■ Problem details
Restate the records underneath, keeping each one exactly the same.

■ Items from a data source
+++

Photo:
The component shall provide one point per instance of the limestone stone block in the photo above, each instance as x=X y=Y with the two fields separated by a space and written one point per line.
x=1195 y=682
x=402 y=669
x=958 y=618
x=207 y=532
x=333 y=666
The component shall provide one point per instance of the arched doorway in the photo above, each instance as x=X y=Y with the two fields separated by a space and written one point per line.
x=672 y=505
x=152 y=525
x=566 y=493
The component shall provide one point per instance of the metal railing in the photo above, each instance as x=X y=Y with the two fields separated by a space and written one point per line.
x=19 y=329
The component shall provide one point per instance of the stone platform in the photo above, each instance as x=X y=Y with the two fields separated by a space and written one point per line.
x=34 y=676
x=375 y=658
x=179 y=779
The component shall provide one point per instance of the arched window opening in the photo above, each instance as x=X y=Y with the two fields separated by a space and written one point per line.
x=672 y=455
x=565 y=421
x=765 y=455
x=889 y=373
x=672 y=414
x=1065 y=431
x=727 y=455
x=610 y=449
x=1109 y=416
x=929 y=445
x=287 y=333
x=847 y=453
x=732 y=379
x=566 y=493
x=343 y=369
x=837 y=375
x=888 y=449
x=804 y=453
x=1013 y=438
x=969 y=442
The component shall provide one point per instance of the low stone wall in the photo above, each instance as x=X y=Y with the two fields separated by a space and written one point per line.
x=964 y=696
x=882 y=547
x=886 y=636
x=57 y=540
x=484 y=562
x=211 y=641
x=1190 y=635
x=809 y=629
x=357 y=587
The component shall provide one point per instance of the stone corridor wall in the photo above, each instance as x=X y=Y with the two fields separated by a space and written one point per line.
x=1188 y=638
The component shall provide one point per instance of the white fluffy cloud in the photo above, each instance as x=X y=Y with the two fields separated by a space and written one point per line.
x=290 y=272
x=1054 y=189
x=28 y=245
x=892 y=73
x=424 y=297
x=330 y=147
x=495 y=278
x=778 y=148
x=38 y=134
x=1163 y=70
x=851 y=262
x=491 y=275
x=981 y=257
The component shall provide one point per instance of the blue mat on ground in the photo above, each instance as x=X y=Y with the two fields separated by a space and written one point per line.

+++

■ Task output
Photo:
The component shall provide one point per instance of the limestone stone block in the photo above, each instance as x=X y=Y with the two fields separated by a space and written one point per line.
x=1195 y=682
x=402 y=669
x=958 y=618
x=207 y=532
x=333 y=666
The component shall provide one point per instance of the arched doorway in the photo above, each instance as x=X y=Y with the two fields separated by a space and written one point per line.
x=672 y=505
x=152 y=525
x=566 y=493
The component shall provide one point per instance of the metal railing in the photo above, each instance as x=X y=Y with the two fields separated by a space and written one point per line.
x=19 y=329
The component shall provide one point per instance of the stone platform in the photo above, each instance as x=X y=Y with the two fields separated by a space and written one point per line.
x=34 y=676
x=375 y=658
x=179 y=779
The component shall provide one point per instance of the arched window opening in the photo above, each instance as x=X y=Y with the two fields separated by a space and written one point per line.
x=672 y=455
x=565 y=421
x=765 y=455
x=889 y=373
x=672 y=414
x=1065 y=431
x=727 y=455
x=610 y=449
x=1109 y=416
x=929 y=445
x=287 y=333
x=847 y=453
x=732 y=379
x=566 y=493
x=343 y=369
x=837 y=375
x=888 y=449
x=804 y=453
x=1013 y=438
x=969 y=442
The component shall provide one point per instance of the low stone wall in the photo above, each instance as x=X y=Y with the two fields separated by a space and written one point per line.
x=964 y=696
x=882 y=547
x=886 y=636
x=57 y=540
x=484 y=562
x=211 y=641
x=1190 y=635
x=809 y=629
x=357 y=587
The component shall provide one point per instance of the stone corridor wall in the photo above, each instance as x=X y=Y with the two fields separated by a space and written one point per line.
x=1188 y=638
The component shall provide one point per instance of the white fluffy cloud in the photo above, each instance as x=X y=Y with the two fields separated by a space and written one point per line.
x=290 y=272
x=1054 y=189
x=28 y=245
x=892 y=73
x=424 y=297
x=330 y=147
x=495 y=278
x=778 y=148
x=38 y=134
x=1163 y=70
x=851 y=262
x=491 y=275
x=981 y=257
The component shall provide one point per instance of the blue mat on ground in the photo above, each instance as x=X y=Y with the two fields separated by a space and written one point per line.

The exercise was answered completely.